EXERCISE INPUTS –
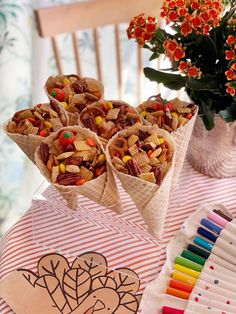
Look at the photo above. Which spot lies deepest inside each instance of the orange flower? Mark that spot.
(186, 29)
(231, 40)
(230, 55)
(230, 75)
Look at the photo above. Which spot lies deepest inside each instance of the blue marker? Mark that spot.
(204, 244)
(209, 225)
(207, 234)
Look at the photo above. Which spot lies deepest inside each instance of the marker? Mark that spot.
(187, 271)
(207, 234)
(209, 225)
(171, 310)
(187, 263)
(198, 251)
(217, 219)
(184, 278)
(204, 244)
(223, 215)
(178, 293)
(193, 257)
(180, 285)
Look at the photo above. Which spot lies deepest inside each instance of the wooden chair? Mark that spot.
(70, 18)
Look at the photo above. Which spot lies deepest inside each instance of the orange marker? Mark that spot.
(178, 293)
(180, 285)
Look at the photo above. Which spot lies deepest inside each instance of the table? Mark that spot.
(49, 226)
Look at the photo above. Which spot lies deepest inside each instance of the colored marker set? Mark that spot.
(189, 265)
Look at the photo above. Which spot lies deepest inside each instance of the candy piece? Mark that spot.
(98, 120)
(62, 168)
(58, 94)
(126, 158)
(43, 133)
(90, 142)
(66, 138)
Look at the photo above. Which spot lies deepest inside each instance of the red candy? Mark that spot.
(58, 94)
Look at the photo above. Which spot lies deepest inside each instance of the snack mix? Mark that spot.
(143, 155)
(168, 115)
(74, 92)
(73, 159)
(106, 118)
(40, 120)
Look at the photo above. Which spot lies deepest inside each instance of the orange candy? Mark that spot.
(80, 181)
(90, 142)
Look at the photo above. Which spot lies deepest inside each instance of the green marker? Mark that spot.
(193, 257)
(187, 263)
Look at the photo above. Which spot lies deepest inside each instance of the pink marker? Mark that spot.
(217, 219)
(171, 310)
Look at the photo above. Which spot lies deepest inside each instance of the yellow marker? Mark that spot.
(187, 271)
(175, 115)
(161, 140)
(184, 278)
(109, 104)
(126, 158)
(65, 105)
(47, 124)
(62, 168)
(98, 120)
(101, 157)
(143, 113)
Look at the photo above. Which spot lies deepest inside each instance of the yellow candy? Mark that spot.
(47, 124)
(101, 157)
(126, 158)
(98, 120)
(175, 115)
(143, 113)
(161, 140)
(66, 81)
(62, 168)
(65, 105)
(109, 104)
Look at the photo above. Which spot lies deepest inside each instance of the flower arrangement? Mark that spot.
(201, 47)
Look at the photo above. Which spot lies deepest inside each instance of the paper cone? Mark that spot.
(151, 200)
(27, 143)
(102, 190)
(73, 117)
(182, 138)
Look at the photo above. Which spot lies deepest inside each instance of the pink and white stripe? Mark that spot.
(49, 226)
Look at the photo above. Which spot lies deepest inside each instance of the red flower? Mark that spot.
(230, 89)
(230, 54)
(196, 22)
(186, 29)
(172, 16)
(230, 75)
(178, 54)
(231, 40)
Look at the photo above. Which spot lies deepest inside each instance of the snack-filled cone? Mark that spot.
(78, 168)
(175, 116)
(28, 127)
(148, 186)
(73, 93)
(107, 117)
(27, 143)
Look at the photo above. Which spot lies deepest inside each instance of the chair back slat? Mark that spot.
(118, 60)
(140, 73)
(76, 53)
(56, 54)
(97, 54)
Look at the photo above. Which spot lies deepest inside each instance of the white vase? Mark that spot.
(213, 153)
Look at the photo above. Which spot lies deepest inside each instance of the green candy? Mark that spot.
(187, 263)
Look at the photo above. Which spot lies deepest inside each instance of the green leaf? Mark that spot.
(171, 81)
(208, 82)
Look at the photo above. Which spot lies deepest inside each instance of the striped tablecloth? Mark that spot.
(49, 226)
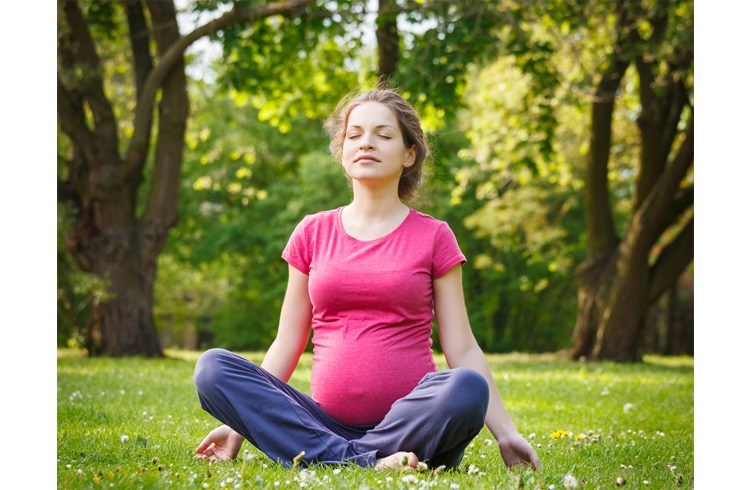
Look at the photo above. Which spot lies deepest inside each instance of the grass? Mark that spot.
(133, 423)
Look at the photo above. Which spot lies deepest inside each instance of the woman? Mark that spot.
(366, 279)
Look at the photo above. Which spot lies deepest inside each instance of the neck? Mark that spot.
(375, 203)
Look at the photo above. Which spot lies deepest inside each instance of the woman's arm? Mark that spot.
(295, 321)
(461, 350)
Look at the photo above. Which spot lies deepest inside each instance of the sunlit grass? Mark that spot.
(133, 423)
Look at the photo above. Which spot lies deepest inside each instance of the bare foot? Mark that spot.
(398, 461)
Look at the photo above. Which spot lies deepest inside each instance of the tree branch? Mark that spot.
(672, 262)
(139, 43)
(601, 229)
(73, 123)
(161, 209)
(138, 144)
(388, 41)
(90, 80)
(650, 216)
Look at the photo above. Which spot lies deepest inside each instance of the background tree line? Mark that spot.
(563, 161)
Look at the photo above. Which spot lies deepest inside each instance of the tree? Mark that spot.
(121, 223)
(624, 274)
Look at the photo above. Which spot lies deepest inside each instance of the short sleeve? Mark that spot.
(297, 250)
(446, 253)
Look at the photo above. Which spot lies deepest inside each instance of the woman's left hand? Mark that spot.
(516, 450)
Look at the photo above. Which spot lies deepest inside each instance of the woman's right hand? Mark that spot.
(222, 444)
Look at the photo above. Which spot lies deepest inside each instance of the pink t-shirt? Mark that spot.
(372, 309)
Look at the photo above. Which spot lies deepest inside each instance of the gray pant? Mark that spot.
(437, 420)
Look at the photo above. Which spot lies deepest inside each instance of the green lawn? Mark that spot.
(133, 423)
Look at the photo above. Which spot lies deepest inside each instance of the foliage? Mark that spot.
(504, 91)
(77, 292)
(134, 423)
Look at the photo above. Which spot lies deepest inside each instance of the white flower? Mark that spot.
(570, 482)
(410, 479)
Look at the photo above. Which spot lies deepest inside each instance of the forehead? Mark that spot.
(372, 113)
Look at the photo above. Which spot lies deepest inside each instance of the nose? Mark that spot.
(365, 142)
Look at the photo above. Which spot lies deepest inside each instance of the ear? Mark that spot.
(411, 156)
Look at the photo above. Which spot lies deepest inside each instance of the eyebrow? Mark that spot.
(381, 126)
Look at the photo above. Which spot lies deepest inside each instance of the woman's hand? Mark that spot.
(222, 444)
(515, 450)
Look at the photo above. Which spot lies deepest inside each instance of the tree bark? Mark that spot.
(109, 239)
(388, 41)
(617, 283)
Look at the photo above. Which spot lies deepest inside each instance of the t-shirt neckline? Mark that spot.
(342, 230)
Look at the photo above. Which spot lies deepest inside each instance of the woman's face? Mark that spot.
(374, 149)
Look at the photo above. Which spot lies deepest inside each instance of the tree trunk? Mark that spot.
(109, 239)
(617, 284)
(126, 323)
(388, 41)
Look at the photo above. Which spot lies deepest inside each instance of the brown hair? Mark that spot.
(408, 121)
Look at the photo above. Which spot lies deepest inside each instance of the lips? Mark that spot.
(365, 158)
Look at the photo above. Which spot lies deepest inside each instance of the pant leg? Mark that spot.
(273, 416)
(436, 421)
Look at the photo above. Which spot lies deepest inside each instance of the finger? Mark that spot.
(536, 462)
(204, 444)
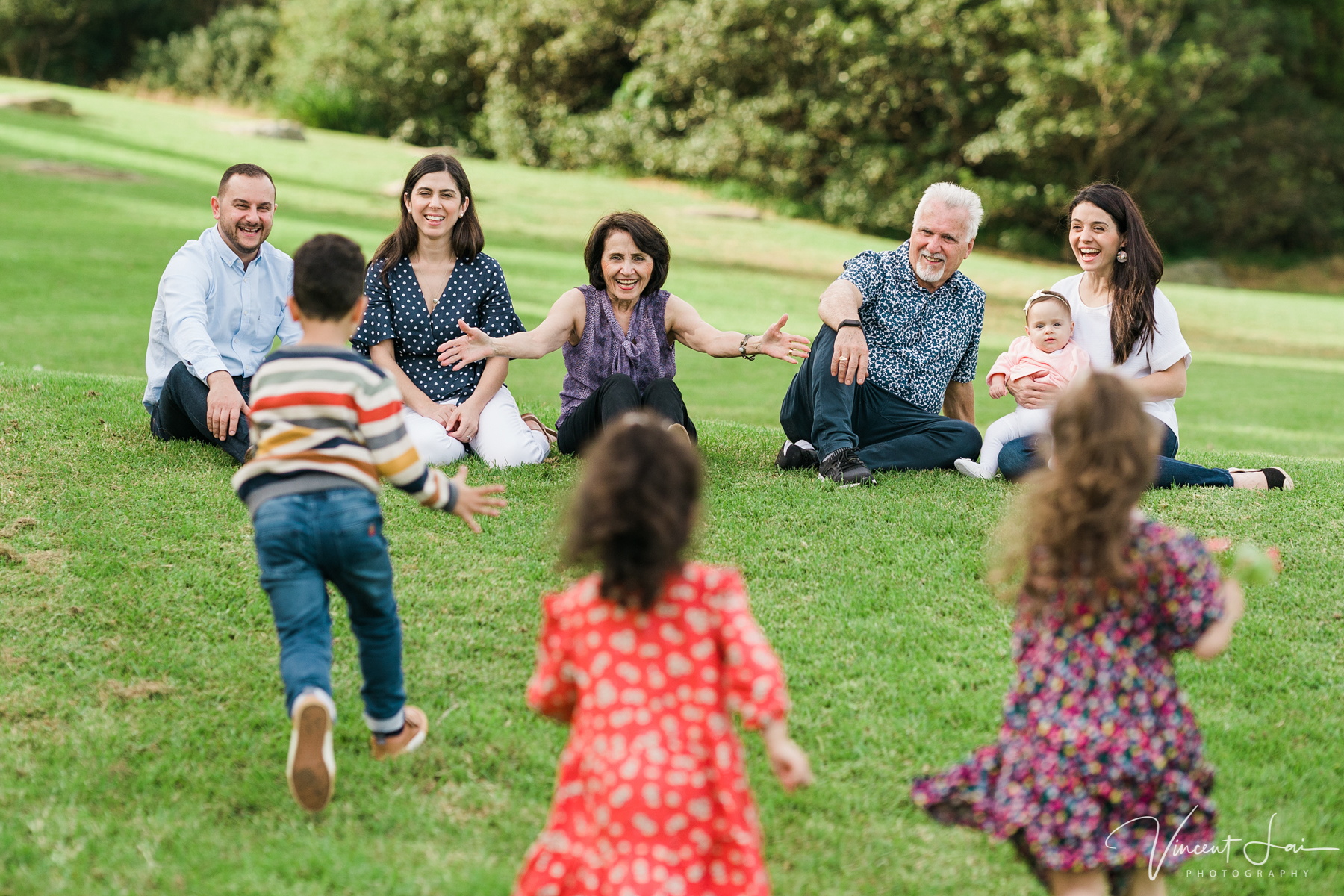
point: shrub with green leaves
(383, 67)
(228, 58)
(1223, 117)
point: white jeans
(502, 440)
(1006, 429)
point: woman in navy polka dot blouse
(423, 279)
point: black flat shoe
(1275, 476)
(844, 467)
(794, 457)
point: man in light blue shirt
(222, 302)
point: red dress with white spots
(651, 794)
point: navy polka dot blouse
(476, 292)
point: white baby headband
(1042, 294)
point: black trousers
(616, 396)
(890, 433)
(181, 413)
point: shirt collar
(226, 254)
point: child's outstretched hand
(475, 500)
(786, 758)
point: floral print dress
(1095, 729)
(651, 794)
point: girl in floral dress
(645, 660)
(1095, 729)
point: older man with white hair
(900, 331)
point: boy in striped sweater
(326, 426)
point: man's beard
(929, 273)
(235, 237)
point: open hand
(441, 414)
(465, 349)
(472, 501)
(1034, 393)
(225, 405)
(786, 758)
(786, 347)
(465, 422)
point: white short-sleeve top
(1092, 331)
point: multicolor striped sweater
(326, 418)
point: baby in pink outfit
(1046, 354)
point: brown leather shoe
(410, 739)
(311, 768)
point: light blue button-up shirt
(211, 314)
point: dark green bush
(383, 67)
(87, 42)
(1222, 116)
(228, 58)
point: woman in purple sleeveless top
(618, 334)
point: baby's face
(1048, 326)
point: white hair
(957, 199)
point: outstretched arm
(562, 324)
(688, 328)
(850, 358)
(959, 402)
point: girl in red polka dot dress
(645, 660)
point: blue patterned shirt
(918, 341)
(476, 292)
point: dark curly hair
(1071, 534)
(635, 509)
(647, 238)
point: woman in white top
(1129, 328)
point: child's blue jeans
(305, 541)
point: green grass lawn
(141, 724)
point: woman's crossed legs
(502, 440)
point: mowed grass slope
(141, 727)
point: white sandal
(551, 435)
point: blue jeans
(1021, 457)
(305, 541)
(181, 413)
(890, 433)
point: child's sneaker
(408, 741)
(312, 763)
(969, 467)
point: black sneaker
(844, 467)
(794, 457)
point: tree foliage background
(1225, 117)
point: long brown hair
(1073, 532)
(1132, 319)
(647, 238)
(468, 240)
(635, 509)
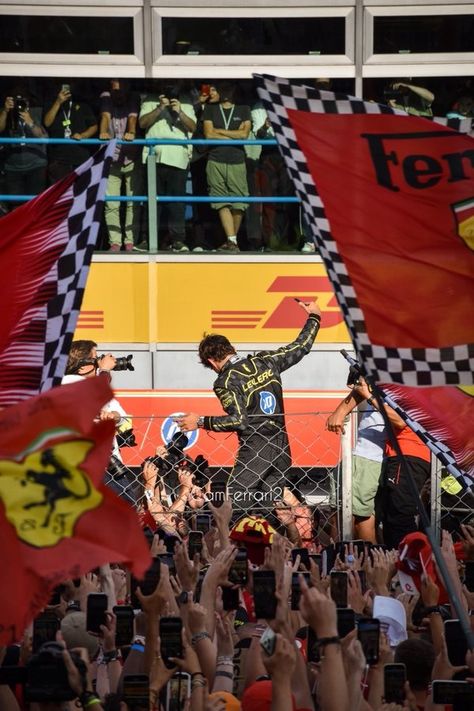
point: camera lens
(124, 363)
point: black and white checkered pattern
(439, 448)
(72, 267)
(409, 366)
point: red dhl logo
(285, 315)
(90, 319)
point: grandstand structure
(157, 305)
(153, 311)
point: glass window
(256, 35)
(423, 34)
(53, 34)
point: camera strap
(227, 119)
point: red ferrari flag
(389, 199)
(45, 253)
(57, 518)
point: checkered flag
(403, 290)
(45, 252)
(449, 365)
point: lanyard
(67, 115)
(225, 119)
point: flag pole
(428, 529)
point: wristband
(88, 698)
(223, 659)
(197, 637)
(324, 641)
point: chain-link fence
(301, 468)
(450, 504)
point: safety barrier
(318, 473)
(151, 198)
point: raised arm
(234, 421)
(289, 355)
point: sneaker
(179, 247)
(141, 247)
(229, 247)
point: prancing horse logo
(46, 493)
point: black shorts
(260, 473)
(395, 505)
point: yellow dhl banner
(178, 303)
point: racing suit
(251, 393)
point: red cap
(256, 533)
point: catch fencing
(319, 474)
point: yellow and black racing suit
(250, 391)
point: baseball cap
(256, 533)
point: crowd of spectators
(181, 110)
(244, 618)
(258, 610)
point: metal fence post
(346, 480)
(435, 496)
(152, 206)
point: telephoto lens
(124, 363)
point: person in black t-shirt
(68, 118)
(226, 171)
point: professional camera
(47, 677)
(171, 92)
(391, 94)
(355, 369)
(20, 104)
(124, 363)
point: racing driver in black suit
(250, 391)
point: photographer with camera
(118, 110)
(168, 116)
(415, 100)
(68, 117)
(25, 164)
(83, 362)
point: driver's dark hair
(216, 347)
(79, 352)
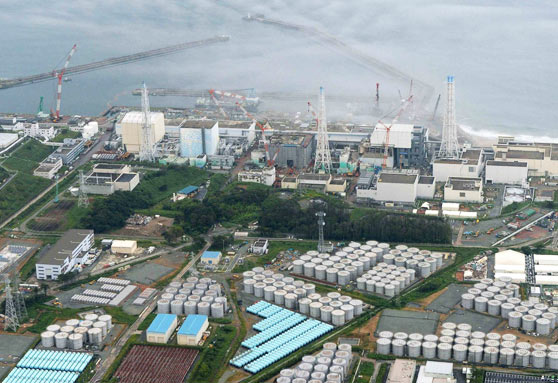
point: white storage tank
(61, 339)
(383, 346)
(47, 339)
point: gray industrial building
(292, 150)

TASK ITEM – Beginning with the line that bears "point: checkered flag", output each line through the last line of the listing exactly, and no others; skip the pictures.

SOLVED EXERCISE –
point: checkered flag
(403, 290)
(45, 252)
(449, 365)
point: lanyard
(67, 115)
(225, 119)
point: flag pole
(428, 529)
point: wristband
(88, 698)
(223, 659)
(197, 637)
(324, 641)
point: chain-link fence
(301, 468)
(450, 504)
point: safety barrier
(318, 473)
(151, 198)
point: raised arm
(234, 421)
(289, 355)
point: sneaker
(179, 247)
(141, 247)
(229, 247)
point: prancing horse logo
(46, 493)
point: black shorts
(260, 473)
(395, 505)
point: yellow dhl banner
(178, 303)
point: racing suit
(251, 393)
point: red cap
(256, 533)
point: catch fencing
(319, 474)
point: yellow and black racing suit
(250, 391)
point: baseball cap
(256, 533)
point: crowd of spectators
(181, 110)
(244, 618)
(258, 610)
point: metal fence post
(346, 480)
(435, 496)
(152, 206)
point: telephoto lens
(124, 363)
point: person in black t-shirt
(68, 118)
(226, 171)
point: professional camera
(47, 677)
(171, 92)
(391, 94)
(355, 369)
(20, 104)
(124, 363)
point: racing driver in black suit
(250, 391)
point: photographer with camera
(118, 110)
(168, 116)
(415, 100)
(68, 117)
(25, 164)
(83, 362)
point: driver's dark hair
(216, 347)
(79, 352)
point: white storage tank
(61, 339)
(383, 346)
(47, 339)
point: gray industrial building
(292, 150)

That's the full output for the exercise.